Selected text:

The mission's primary objectives were to characterize the global geology and morphology of Pluto and Charon, map the surface composition of Pluto and Charon, and characterize the neutral atmosphere of Pluto and its escape rate. Other objectives included studying time variability of Pluto's surface and atmosphere, imaging and mapping areas of Pluto and Charon in stereo, mapping the terminators and composition of selected areas of Pluto and Charon at high-resolution, characterizing Pluto's upper atmosphere, ionosphere, energetic particle environment, and solar wind interaction, searching for an atmosphere around Charon and characterizing its energetic particle environment, refining bulk parameters, orbits, and bolometric Bond albedos of Pluto and Charon, searching for additional satellites and rings, and possibly characterizing one or more Kuiper Belt objects.

Flyby of Pluto took place on 14 July 2015 with closest approach at 11:48:45 UT (7:48:45 EDT). The encounter period began 6 months prior to closest approach. Long range imaging included 40 km mapping of Pluto and Charon 3.2 days out, half the rotation period of Pluto-Charon, imaging the side of both bodies which were facing away from the spacecraft at closest approach. New Horizons flew within 12,500 km of Pluto at a relative velocity of 11 km/s at closest approach and came as close as 27,000 km to Charon. During the flyby the instruments were able to obtain images with resolution as high as about 25 m/pixel, 4-color global dayside maps at 0.7 km/pixel, hyper-spectral near infrared maps at 7 km/pixel globally and 0.6 km/pixel for selected areas, characterization of the atmosphere, and radio science results. Because of the limited power available, the instruments were duty cycled during encounter. The flyby took place at a distance of 33 AU from Earth with a round-trip light time of 9 hours. Encounter data was transmitted to Earth at 600 bps over a 9-month period. After passing by Pluto, New Horizons is headed out to the Kuiper Belt. A 16-minute hydrazine thruster maneuver on 22 October 2015 put the spacecraft on course towards Kuiper Belt Object 2014 MU69. Three more maneuvers on 25 and 28 October, and 4 November 2015 put it on course for an encounter with MU69 on 1 January 2019. Similar measurements to those at Pluto were made.

Prompt: From the Pluto mission text, copy word for word the stretch from "The mission's primary" through "Kuiper Belt objects.". Answer from the Pluto mission text alone.

Extracted material:
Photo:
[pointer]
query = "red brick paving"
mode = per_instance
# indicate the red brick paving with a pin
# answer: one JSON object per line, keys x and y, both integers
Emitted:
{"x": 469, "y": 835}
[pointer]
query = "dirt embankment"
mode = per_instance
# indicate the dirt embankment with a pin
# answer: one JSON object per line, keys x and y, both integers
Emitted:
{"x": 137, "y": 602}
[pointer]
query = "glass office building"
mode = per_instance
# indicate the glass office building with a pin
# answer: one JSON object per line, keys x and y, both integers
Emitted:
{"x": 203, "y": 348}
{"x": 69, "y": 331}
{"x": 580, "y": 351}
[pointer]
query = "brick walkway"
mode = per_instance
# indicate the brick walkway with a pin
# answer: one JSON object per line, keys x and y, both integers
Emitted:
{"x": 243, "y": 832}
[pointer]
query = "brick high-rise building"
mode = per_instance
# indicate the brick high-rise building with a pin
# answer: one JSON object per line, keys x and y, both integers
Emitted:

* * *

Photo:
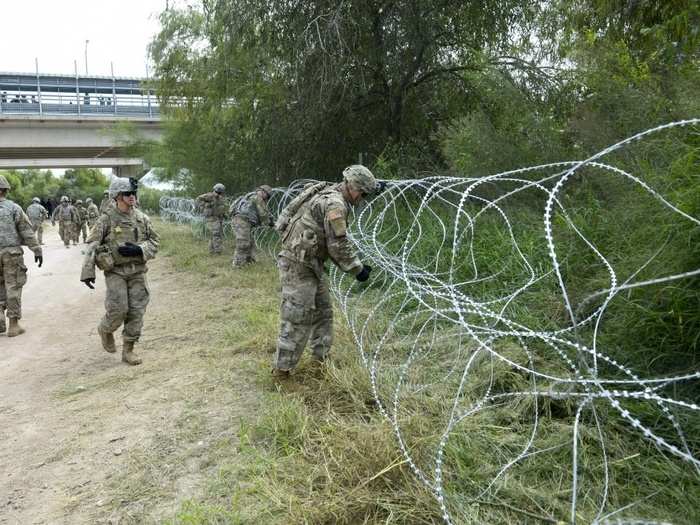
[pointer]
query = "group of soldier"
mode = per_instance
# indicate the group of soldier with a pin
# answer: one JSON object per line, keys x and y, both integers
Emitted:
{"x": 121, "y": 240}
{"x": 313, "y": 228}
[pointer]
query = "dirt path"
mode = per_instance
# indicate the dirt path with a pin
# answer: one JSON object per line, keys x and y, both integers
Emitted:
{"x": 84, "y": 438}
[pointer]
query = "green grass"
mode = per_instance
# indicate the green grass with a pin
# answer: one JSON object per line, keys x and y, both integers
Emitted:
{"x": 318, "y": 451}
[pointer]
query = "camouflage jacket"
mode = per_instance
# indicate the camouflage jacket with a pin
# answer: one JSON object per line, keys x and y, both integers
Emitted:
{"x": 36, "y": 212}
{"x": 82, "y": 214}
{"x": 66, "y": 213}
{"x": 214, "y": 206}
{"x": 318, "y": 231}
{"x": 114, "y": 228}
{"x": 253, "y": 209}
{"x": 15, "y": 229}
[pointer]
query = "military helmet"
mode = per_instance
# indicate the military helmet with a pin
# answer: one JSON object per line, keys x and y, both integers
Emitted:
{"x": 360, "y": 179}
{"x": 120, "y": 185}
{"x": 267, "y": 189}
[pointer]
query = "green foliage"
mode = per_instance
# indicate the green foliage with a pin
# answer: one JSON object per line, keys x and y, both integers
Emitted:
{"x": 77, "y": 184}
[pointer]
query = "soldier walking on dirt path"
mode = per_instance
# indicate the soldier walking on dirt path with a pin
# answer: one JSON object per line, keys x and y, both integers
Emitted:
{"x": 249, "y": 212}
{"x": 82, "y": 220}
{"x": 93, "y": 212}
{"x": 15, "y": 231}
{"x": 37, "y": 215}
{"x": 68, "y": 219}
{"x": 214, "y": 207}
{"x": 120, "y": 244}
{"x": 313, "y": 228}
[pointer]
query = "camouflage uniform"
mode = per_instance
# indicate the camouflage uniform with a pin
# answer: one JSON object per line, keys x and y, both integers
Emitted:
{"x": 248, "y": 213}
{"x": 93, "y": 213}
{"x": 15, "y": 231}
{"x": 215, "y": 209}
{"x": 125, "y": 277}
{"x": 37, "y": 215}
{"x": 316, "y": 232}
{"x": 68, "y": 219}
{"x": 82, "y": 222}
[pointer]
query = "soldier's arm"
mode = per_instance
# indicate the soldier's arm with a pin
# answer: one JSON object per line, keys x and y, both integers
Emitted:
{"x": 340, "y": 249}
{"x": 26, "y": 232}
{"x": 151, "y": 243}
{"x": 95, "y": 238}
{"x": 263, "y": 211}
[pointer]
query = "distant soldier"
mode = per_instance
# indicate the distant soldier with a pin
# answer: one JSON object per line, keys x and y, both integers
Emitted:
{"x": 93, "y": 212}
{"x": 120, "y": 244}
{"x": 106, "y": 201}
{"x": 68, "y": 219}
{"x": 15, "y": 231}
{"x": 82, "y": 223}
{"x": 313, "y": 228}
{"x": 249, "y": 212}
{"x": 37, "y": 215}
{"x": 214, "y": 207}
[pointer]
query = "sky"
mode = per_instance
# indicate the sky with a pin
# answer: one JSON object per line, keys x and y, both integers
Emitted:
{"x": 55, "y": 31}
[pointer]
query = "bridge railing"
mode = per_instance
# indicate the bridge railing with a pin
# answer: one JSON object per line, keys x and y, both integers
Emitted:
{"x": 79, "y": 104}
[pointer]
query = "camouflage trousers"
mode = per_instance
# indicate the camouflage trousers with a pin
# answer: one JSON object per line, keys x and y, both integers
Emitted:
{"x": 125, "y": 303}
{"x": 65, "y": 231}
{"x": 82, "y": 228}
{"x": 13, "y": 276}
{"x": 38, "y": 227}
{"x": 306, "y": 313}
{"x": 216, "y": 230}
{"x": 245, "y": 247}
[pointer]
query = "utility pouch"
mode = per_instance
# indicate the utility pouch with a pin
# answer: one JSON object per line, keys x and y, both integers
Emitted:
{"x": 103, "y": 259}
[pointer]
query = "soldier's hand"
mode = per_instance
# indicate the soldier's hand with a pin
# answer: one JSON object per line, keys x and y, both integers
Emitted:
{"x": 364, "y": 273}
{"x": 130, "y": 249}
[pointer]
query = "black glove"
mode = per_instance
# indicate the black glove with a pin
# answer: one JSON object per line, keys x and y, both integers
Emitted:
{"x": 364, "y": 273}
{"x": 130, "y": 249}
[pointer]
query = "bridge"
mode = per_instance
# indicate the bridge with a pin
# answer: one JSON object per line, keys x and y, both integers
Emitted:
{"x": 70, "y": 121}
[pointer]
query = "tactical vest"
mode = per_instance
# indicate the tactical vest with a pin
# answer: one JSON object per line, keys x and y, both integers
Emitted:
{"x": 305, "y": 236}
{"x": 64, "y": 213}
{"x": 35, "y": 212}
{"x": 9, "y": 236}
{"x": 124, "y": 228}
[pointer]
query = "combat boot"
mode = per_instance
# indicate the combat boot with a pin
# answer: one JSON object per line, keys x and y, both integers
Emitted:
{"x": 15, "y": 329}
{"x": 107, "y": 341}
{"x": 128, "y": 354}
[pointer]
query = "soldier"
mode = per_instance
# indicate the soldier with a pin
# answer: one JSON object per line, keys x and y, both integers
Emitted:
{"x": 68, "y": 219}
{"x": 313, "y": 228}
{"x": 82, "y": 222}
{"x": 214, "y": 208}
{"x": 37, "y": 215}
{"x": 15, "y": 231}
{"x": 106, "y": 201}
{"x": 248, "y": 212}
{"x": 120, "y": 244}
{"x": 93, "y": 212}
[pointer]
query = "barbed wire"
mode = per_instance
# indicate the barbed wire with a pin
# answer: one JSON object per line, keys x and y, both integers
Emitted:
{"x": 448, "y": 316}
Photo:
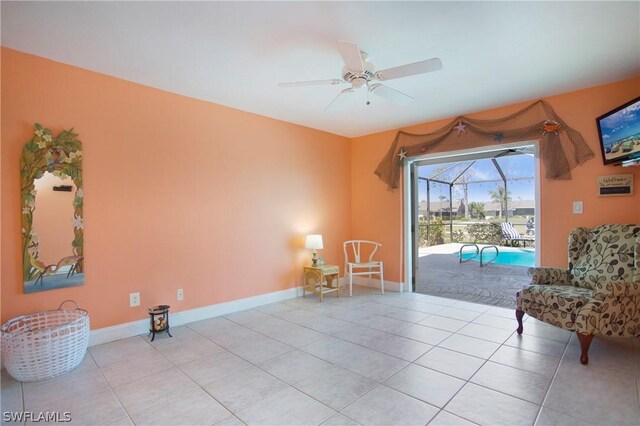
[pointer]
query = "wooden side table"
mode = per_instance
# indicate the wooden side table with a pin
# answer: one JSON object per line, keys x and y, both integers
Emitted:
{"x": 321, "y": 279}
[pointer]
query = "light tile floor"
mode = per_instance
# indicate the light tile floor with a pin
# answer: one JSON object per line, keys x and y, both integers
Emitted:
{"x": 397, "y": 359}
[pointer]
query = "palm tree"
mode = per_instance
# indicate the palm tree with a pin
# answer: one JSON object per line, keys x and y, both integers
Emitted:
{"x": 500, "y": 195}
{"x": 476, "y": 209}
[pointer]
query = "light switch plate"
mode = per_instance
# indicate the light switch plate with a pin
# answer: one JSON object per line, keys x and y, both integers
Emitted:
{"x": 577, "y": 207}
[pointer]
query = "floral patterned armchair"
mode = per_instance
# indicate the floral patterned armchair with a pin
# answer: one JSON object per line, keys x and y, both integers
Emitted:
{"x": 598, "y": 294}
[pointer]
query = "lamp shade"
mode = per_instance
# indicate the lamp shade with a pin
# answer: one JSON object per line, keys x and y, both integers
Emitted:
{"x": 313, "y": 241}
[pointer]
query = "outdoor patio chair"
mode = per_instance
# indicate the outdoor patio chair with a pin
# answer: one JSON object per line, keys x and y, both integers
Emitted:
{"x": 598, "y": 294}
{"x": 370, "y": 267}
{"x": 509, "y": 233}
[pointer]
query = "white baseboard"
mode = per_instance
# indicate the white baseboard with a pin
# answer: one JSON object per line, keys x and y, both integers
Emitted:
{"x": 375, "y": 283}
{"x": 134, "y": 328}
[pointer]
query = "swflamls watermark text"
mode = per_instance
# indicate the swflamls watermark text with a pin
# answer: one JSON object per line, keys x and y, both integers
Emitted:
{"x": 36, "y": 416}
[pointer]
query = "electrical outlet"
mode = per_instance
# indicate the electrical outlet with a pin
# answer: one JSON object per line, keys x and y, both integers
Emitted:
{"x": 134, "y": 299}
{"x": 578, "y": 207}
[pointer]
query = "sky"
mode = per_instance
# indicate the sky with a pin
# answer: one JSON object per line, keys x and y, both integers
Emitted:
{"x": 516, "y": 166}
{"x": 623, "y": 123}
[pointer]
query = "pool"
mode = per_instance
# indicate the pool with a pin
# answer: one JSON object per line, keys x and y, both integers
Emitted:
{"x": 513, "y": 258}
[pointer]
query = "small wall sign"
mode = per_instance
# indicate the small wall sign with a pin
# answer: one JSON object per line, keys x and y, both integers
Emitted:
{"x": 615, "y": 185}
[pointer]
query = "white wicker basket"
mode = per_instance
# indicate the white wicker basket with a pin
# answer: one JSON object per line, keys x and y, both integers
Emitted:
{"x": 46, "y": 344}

Answer for the task:
The mission's primary objectives were to characterize the global geology and morphology of Pluto and Charon, map the surface composition of Pluto and Charon, and characterize the neutral atmosphere of Pluto and its escape rate. Other objectives included studying time variability of Pluto's surface and atmosphere, imaging and mapping areas of Pluto and Charon in stereo, mapping the terminators and composition of selected areas of Pluto and Charon at high-resolution, characterizing Pluto's upper atmosphere, ionosphere, energetic particle environment, and solar wind interaction, searching for an atmosphere around Charon and characterizing its energetic particle environment, refining bulk parameters, orbits, and bolometric Bond albedos of Pluto and Charon, searching for additional satellites and rings, and possibly characterizing one or more Kuiper Belt objects.